Brief 1
In the text passage about Brahimi, in which city were the Afghan negotiations he chaired held?

Text passage
>> BEGIN

Brahimi—whose official title is special adviser to the Secretary-General on the political situation in Iraq—is an odd match for the Bush Administration's Wilsonian project in Iraq. He does not see it as his business to engineer new democracies, or to impose outside visions on reluctant societies. On the contrary, he is a tough-minded realist who respects and understands power; his approach in similarly vexed situations has been to figure out which players are in charge on the ground and how to meet their minimum requirements. In Afghanistan, for instance, where he successfully negotiated a peace among competing armed factions after the U.S. invasion in 2001, Brahimi earned the enmity of human-rights advocates by allowing murderous warlords not merely to escape justice but to become officials of the new government. Assuring peace and stability, Brahimi explained, was a higher priority than realizing justice—and the surest way to restore peace quickly was to make the warlords stakeholders in the new government.

At the Afghan negotiations he chaired in Bonn, beginning in November of 2001, Brahimi worked out the following arrangement: an interim government would convene an emergency loya jirga seven months later, in order to select the government that would lead Afghanistan for two years after that. The loya jirga, organized by a commission of Afghans under UN supervision, has proved to be one of the most controversial undertakings of the seventy-year-old Brahimi's long career. Nader Nadery, an Afghan who worked as a human-rights activist during the Taliban era, served on the commission. He recalls that the Afghans drew up stringent guidelines excluding anyone who was known to be a human-rights violator from the loya jirga. "But Mr. Brahimi and the interim government were insisting that we invite the warlords," Nadery recalls. "He was pushing the commission to violate its own rules and procedures."

>> END

Dataset rows

>> BEGIN

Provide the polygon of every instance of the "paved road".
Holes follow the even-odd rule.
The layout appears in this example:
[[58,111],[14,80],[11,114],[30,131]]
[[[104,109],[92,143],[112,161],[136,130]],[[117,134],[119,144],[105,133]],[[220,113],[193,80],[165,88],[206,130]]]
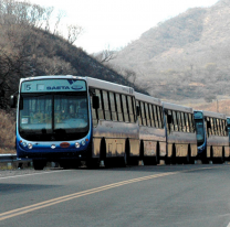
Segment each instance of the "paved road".
[[228,164],[1,173],[1,227],[230,226]]

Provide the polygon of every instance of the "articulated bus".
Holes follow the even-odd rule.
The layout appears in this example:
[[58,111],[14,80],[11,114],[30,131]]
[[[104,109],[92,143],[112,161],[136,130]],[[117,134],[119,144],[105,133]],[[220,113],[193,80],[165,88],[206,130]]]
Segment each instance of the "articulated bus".
[[166,132],[160,99],[135,93],[139,109],[140,160],[145,165],[159,164],[166,156]]
[[[230,117],[227,117],[227,129],[229,134],[229,147],[230,147]],[[229,150],[229,158],[226,158],[227,161],[230,161],[230,150]]]
[[229,136],[226,115],[195,110],[198,158],[202,163],[223,163],[229,159]]
[[17,155],[62,167],[88,166],[116,158],[124,164],[139,158],[134,89],[94,78],[39,76],[22,78],[11,107],[17,111]]
[[163,102],[166,121],[166,164],[195,163],[197,138],[190,107]]

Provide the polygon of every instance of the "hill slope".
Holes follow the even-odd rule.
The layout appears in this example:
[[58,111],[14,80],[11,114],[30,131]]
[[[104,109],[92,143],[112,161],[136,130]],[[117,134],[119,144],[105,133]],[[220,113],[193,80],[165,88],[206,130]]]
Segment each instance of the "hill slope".
[[230,0],[195,8],[145,32],[113,65],[138,74],[151,95],[184,100],[230,95]]

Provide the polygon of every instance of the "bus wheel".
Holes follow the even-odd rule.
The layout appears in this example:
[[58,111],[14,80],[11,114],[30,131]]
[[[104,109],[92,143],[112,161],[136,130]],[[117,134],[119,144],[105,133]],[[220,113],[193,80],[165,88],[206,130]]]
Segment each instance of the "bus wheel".
[[43,170],[45,164],[46,164],[46,162],[44,162],[44,161],[33,160],[33,169],[34,170]]

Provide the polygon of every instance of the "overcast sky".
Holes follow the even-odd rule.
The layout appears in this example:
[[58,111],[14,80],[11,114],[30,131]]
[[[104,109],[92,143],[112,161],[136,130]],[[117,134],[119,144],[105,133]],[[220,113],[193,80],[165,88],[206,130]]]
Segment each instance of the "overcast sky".
[[79,24],[84,33],[75,42],[88,54],[109,46],[117,50],[137,40],[157,23],[189,8],[210,7],[218,0],[30,0],[66,13],[67,23]]

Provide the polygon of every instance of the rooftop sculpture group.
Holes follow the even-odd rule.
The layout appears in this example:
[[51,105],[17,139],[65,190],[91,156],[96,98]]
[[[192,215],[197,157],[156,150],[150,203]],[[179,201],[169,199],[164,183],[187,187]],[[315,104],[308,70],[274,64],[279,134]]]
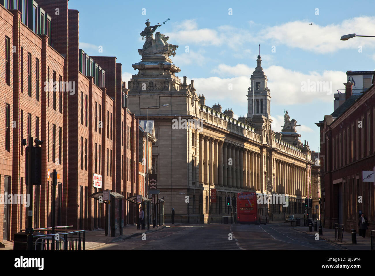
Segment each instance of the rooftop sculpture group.
[[148,20],[145,23],[147,27],[141,33],[141,36],[142,39],[146,39],[142,49],[138,49],[140,55],[144,56],[166,56],[174,57],[176,54],[176,49],[178,47],[178,45],[170,44],[167,41],[169,39],[169,36],[159,32],[155,34],[154,38],[153,33],[156,29],[163,24],[165,24],[170,18],[168,18],[161,24],[158,24],[154,26],[151,26],[151,23]]

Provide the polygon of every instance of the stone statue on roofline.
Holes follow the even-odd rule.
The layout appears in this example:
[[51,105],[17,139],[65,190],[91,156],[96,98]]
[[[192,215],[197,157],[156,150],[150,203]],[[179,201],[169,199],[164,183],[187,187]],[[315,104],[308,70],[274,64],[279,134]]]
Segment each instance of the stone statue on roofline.
[[162,24],[158,24],[154,26],[151,26],[151,23],[148,19],[145,23],[146,27],[140,33],[142,39],[146,39],[142,49],[138,49],[140,55],[144,56],[174,56],[176,54],[176,49],[178,45],[170,44],[167,42],[169,39],[169,36],[158,32],[155,34],[154,38],[153,33],[156,29],[163,24],[165,24],[170,18],[168,18]]

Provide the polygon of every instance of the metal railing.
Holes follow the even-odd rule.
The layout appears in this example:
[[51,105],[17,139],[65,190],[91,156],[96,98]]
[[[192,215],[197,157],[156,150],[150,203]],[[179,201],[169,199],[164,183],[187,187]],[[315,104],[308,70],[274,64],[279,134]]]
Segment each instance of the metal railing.
[[[172,216],[165,215],[166,222],[171,222]],[[225,216],[175,216],[174,223],[210,223],[226,224],[232,224],[234,220],[232,217]]]
[[338,241],[341,241],[342,242],[342,238],[344,235],[344,225],[340,223],[334,224],[334,240],[337,239]]
[[84,250],[85,230],[56,234],[34,235],[33,249],[35,250]]
[[370,238],[371,240],[371,250],[375,250],[375,230],[371,230]]

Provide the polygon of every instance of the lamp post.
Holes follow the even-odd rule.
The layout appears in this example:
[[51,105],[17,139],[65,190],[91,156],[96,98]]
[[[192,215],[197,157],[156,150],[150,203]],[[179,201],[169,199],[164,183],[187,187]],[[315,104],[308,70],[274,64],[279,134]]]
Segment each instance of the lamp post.
[[[146,110],[146,185],[147,186],[147,199],[148,198],[148,109],[159,107],[160,106],[169,106],[169,105],[162,104],[161,106],[149,106]],[[150,216],[148,216],[148,213],[147,219],[147,229],[150,229]]]
[[341,40],[348,40],[350,38],[352,38],[354,36],[364,36],[367,38],[375,38],[375,35],[358,35],[355,33],[350,33],[349,35],[345,35],[341,36],[340,39]]
[[[213,137],[212,137],[213,138]],[[213,137],[215,139],[225,139],[225,137]],[[208,146],[209,150],[209,154],[208,154],[208,168],[209,169],[210,171],[208,172],[208,224],[210,224],[210,216],[211,214],[211,164],[213,166],[213,162],[210,162],[210,158],[211,156],[211,146]]]

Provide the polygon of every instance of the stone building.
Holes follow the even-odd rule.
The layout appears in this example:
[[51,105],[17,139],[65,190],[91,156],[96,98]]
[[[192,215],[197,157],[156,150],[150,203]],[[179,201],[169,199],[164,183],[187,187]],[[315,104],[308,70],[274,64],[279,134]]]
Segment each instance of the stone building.
[[159,32],[154,39],[158,26],[146,24],[141,35],[146,41],[138,49],[141,61],[132,65],[138,73],[129,82],[128,106],[142,119],[148,108],[156,106],[148,109],[158,139],[153,170],[158,175],[159,196],[166,201],[165,213],[174,208],[177,215],[206,216],[207,221],[210,187],[217,191],[212,216],[231,213],[226,197],[252,191],[289,195],[287,208],[270,206],[270,219],[289,214],[303,217],[304,199],[311,196],[310,150],[308,142],[303,145],[298,139],[295,120],[286,119],[288,133],[271,129],[270,90],[260,56],[248,92],[247,116],[236,119],[231,109],[223,112],[218,104],[206,105],[194,80],[188,84],[184,77],[181,81],[175,74],[181,69],[171,58],[178,46],[168,44],[169,38]]

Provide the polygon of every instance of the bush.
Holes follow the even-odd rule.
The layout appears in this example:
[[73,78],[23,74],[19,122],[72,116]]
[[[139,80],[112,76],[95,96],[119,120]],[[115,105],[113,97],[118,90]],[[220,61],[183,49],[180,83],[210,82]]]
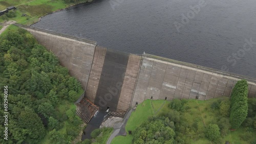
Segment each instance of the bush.
[[177,111],[181,111],[183,109],[183,103],[179,99],[174,99],[169,104],[169,107]]
[[213,109],[219,109],[220,108],[220,103],[214,102],[210,106],[210,107]]
[[91,136],[93,138],[95,138],[97,136],[98,136],[99,134],[101,132],[101,131],[100,129],[95,129],[93,130],[91,133]]
[[16,17],[16,12],[14,10],[9,11],[8,13],[5,14],[8,17]]
[[220,128],[216,124],[209,124],[206,127],[205,136],[210,140],[215,140],[220,137]]
[[226,100],[221,102],[220,105],[220,113],[223,116],[229,116],[230,111],[230,102]]
[[90,144],[91,140],[90,139],[84,139],[81,143],[82,144]]
[[238,129],[248,113],[248,84],[245,80],[238,81],[231,94],[229,121],[232,129]]
[[221,134],[223,137],[225,136],[229,133],[230,125],[228,119],[224,117],[221,118],[218,122],[218,126],[220,129]]

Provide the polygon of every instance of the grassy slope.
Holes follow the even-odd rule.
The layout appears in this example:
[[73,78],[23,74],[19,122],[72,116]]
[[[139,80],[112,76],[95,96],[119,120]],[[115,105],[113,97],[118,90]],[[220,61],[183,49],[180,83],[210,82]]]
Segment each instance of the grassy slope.
[[[186,107],[187,110],[183,112],[182,115],[185,116],[187,123],[189,125],[193,125],[195,121],[197,121],[199,129],[198,133],[195,134],[195,135],[193,136],[193,138],[191,137],[187,137],[187,139],[190,140],[190,143],[211,143],[211,141],[206,138],[200,138],[199,135],[200,134],[201,135],[203,134],[205,125],[207,125],[217,122],[217,117],[219,116],[218,111],[211,110],[210,106],[211,104],[218,100],[226,99],[228,98],[223,97],[205,101],[196,100],[187,101],[187,102],[185,104],[184,107]],[[147,117],[154,115],[154,110],[151,105],[150,101],[150,100],[146,100],[142,104],[139,105],[136,110],[133,112],[125,127],[126,131],[128,130],[134,131],[137,127],[147,119]],[[153,106],[156,108],[160,107],[161,104],[163,103],[162,100],[152,101],[152,102]],[[157,113],[157,115],[162,115],[172,110],[168,108],[168,104],[170,102],[169,101],[166,101],[164,106]],[[225,118],[228,119],[228,117]],[[245,131],[245,129],[241,127],[236,131],[230,132],[222,139],[222,143],[225,143],[226,140],[229,141],[231,143],[248,143],[246,141],[242,140],[240,137],[240,136],[243,134]],[[254,132],[252,135],[256,135],[256,132]],[[127,135],[125,137],[119,136],[115,137],[111,143],[132,143],[133,138],[133,137],[131,135]]]
[[[84,0],[81,3],[90,1],[91,1]],[[42,16],[73,5],[73,3],[65,4],[62,0],[0,0],[0,10],[10,6],[14,6],[17,7],[17,16],[9,18],[9,20],[15,20],[21,24],[31,25],[37,21]],[[27,16],[21,16],[24,13]],[[4,21],[1,17],[0,22]]]

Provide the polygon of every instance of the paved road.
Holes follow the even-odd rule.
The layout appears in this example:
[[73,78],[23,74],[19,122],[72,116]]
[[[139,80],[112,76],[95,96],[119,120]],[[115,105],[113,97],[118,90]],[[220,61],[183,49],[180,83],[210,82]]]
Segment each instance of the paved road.
[[[115,127],[115,126],[114,126],[114,131],[110,135],[109,139],[108,139],[106,144],[110,144],[114,138],[115,138],[115,137],[117,136],[126,135],[126,133],[125,132],[125,126],[126,125],[127,122],[128,122],[128,119],[129,119],[131,114],[132,114],[132,112],[133,112],[133,109],[131,109],[131,110],[128,112],[126,115],[125,116],[125,117],[123,118],[123,121],[121,125],[120,125],[120,126],[117,126],[116,127]],[[118,124],[117,124],[117,125],[118,125]]]
[[3,32],[5,30],[5,29],[6,29],[6,28],[7,28],[7,27],[8,27],[10,25],[12,25],[15,23],[16,23],[16,21],[8,21],[7,22],[4,22],[3,23],[4,27],[0,30],[0,35],[2,34],[2,33],[3,33]]

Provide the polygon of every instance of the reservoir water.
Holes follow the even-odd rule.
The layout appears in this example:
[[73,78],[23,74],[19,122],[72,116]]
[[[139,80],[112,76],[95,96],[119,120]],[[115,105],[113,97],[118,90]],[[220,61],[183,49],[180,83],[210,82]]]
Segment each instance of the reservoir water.
[[33,27],[256,78],[255,6],[254,0],[97,1]]

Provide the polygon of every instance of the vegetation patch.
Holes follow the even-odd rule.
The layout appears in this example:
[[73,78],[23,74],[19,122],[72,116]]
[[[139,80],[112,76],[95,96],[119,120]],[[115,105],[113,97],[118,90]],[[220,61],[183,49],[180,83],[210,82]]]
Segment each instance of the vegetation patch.
[[20,5],[18,9],[27,11],[30,14],[35,15],[44,15],[52,12],[53,7],[46,4],[40,4],[39,5]]
[[[154,115],[148,110],[142,109],[147,100],[139,105],[133,112],[126,130],[132,133],[126,136],[115,137],[111,143],[253,143],[256,140],[256,99],[248,100],[248,116],[241,127],[230,131],[229,122],[230,102],[228,98],[222,97],[207,101],[175,100],[166,101],[159,113]],[[154,105],[154,106],[155,105]],[[148,109],[152,109],[150,106]],[[139,111],[141,111],[139,112]],[[142,113],[149,113],[151,117],[141,118]],[[146,116],[145,116],[146,117]],[[127,126],[136,127],[128,129]],[[165,128],[170,128],[173,130]],[[168,136],[165,135],[169,132]],[[172,143],[173,142],[173,143]]]
[[8,89],[9,143],[70,143],[81,131],[73,104],[82,93],[80,84],[52,52],[14,26],[0,37],[0,81]]
[[112,128],[95,129],[91,133],[92,137],[91,139],[86,139],[83,141],[79,142],[77,144],[106,143],[113,131]]

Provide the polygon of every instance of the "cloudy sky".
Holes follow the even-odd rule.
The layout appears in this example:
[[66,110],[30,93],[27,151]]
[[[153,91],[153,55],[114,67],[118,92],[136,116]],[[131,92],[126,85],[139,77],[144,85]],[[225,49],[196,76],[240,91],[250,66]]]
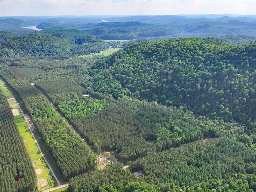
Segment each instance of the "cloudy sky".
[[0,16],[256,14],[256,0],[0,0]]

>> END

Brief 2
Write out the part of the records that opens with the line containing "Provide the polygon of every instance of the bush." and closes with the line containing "Segment each instance of the bush.", leaving out the picture.

Written solution 1
Bonn.

Written solution 2
Provide the polygon of every instance of the bush.
Holes follow the even-odd rule.
The layout appears in this example:
[[73,78],[23,74],[19,122],[72,116]]
[[[139,80],[112,76],[95,96],[119,120]],[[115,105],[113,97],[118,90]],[[220,61],[183,49],[180,83],[210,82]]]
Segment each instance of the bush.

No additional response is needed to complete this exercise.